* _WHAT YOU SHOULD DO_
Filter the entries for the string "like". Copy each line that has it.

* _STORED DATA_
::::::::::
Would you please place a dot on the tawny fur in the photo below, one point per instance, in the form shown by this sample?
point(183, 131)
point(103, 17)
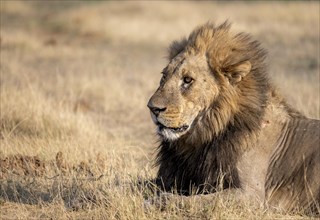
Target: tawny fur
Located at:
point(241, 132)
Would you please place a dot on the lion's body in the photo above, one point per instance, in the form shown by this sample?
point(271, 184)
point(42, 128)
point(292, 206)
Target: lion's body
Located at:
point(223, 124)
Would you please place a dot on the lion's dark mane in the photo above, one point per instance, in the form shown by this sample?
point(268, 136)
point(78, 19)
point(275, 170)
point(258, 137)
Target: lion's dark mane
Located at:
point(205, 157)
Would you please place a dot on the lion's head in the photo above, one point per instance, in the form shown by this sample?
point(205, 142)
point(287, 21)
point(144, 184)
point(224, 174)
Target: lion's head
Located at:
point(203, 84)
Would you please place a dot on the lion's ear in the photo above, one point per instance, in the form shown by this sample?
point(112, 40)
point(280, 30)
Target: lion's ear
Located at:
point(236, 72)
point(176, 47)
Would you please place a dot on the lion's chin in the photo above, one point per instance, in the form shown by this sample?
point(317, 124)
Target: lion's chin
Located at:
point(171, 134)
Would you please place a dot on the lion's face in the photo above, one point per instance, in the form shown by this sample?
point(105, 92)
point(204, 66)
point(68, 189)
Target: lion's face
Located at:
point(186, 90)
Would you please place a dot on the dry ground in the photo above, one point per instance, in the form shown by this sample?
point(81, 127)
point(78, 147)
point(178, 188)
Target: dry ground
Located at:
point(75, 132)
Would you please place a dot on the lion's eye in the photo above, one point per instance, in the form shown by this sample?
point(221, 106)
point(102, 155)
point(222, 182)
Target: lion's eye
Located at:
point(187, 79)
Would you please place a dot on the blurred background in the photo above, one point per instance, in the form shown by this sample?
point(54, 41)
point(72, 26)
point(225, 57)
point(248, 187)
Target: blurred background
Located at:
point(69, 67)
point(76, 77)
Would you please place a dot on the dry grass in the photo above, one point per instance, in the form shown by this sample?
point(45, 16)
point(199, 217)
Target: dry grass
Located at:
point(75, 132)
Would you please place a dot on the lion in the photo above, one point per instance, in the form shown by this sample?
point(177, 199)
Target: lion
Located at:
point(221, 122)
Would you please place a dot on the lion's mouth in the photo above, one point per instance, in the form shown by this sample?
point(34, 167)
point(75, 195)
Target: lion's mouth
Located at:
point(175, 130)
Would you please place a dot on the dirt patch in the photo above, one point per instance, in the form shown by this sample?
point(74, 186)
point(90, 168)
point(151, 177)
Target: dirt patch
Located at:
point(33, 166)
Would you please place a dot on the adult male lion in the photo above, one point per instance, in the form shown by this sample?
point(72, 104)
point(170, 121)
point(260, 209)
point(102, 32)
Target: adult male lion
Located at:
point(221, 121)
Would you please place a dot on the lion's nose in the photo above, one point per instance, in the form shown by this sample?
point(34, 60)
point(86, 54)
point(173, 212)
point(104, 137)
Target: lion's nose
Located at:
point(156, 110)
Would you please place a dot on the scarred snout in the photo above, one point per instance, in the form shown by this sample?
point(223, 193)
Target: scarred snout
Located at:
point(155, 109)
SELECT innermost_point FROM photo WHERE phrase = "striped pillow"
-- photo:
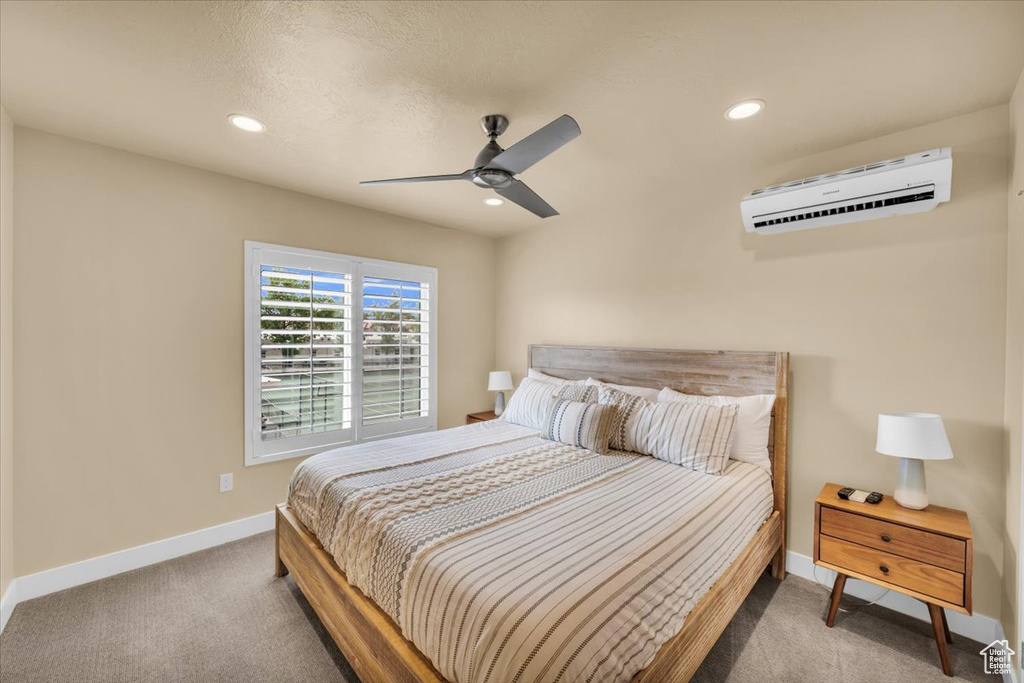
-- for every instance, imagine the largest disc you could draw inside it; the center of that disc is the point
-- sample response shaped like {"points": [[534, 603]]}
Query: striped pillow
{"points": [[694, 435], [578, 423], [530, 402]]}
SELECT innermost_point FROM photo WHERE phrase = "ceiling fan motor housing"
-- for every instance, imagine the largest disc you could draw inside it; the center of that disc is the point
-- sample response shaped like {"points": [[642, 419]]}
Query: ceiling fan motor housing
{"points": [[492, 177]]}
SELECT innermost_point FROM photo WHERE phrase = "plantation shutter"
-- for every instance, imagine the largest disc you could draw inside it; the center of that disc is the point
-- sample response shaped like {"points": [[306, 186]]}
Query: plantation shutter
{"points": [[338, 350], [396, 351]]}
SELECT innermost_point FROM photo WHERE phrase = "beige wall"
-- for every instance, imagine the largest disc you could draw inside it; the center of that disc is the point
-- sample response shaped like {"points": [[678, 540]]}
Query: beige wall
{"points": [[904, 313], [1015, 367], [6, 359], [128, 328]]}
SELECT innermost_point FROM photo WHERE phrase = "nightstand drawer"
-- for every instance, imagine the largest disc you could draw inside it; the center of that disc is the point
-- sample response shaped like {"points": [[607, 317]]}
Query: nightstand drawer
{"points": [[925, 579], [925, 546]]}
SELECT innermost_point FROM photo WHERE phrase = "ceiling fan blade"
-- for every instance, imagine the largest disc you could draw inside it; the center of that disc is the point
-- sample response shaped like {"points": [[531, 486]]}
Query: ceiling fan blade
{"points": [[527, 199], [468, 175], [539, 144]]}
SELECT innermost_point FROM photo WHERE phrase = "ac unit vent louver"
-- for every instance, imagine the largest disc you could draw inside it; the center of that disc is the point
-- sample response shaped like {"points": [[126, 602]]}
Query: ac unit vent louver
{"points": [[907, 184]]}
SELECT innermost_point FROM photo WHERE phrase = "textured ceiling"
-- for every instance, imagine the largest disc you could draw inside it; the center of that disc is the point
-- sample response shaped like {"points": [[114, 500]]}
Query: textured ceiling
{"points": [[353, 91]]}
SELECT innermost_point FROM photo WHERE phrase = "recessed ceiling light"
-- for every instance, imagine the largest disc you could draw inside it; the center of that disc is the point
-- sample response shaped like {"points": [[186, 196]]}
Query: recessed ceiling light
{"points": [[246, 123], [744, 110]]}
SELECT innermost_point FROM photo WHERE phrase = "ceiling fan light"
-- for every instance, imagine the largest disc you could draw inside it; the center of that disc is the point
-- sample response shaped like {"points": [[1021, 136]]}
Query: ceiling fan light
::::::::::
* _RESULT OF THE TASK_
-- sample response shaped like {"points": [[534, 603]]}
-- sample response shaped like {"points": [[642, 419]]}
-- sample response shaped like {"points": [[306, 186]]}
-- sample response shaped like {"points": [[678, 540]]}
-- sample response shaped like {"points": [[607, 317]]}
-- sample response shaped like {"points": [[531, 486]]}
-- sample response shaped like {"points": [[126, 602]]}
-- sample response shaped like {"points": [[114, 500]]}
-- sample response shaped like {"points": [[186, 196]]}
-- sample response shaped like {"points": [[1021, 136]]}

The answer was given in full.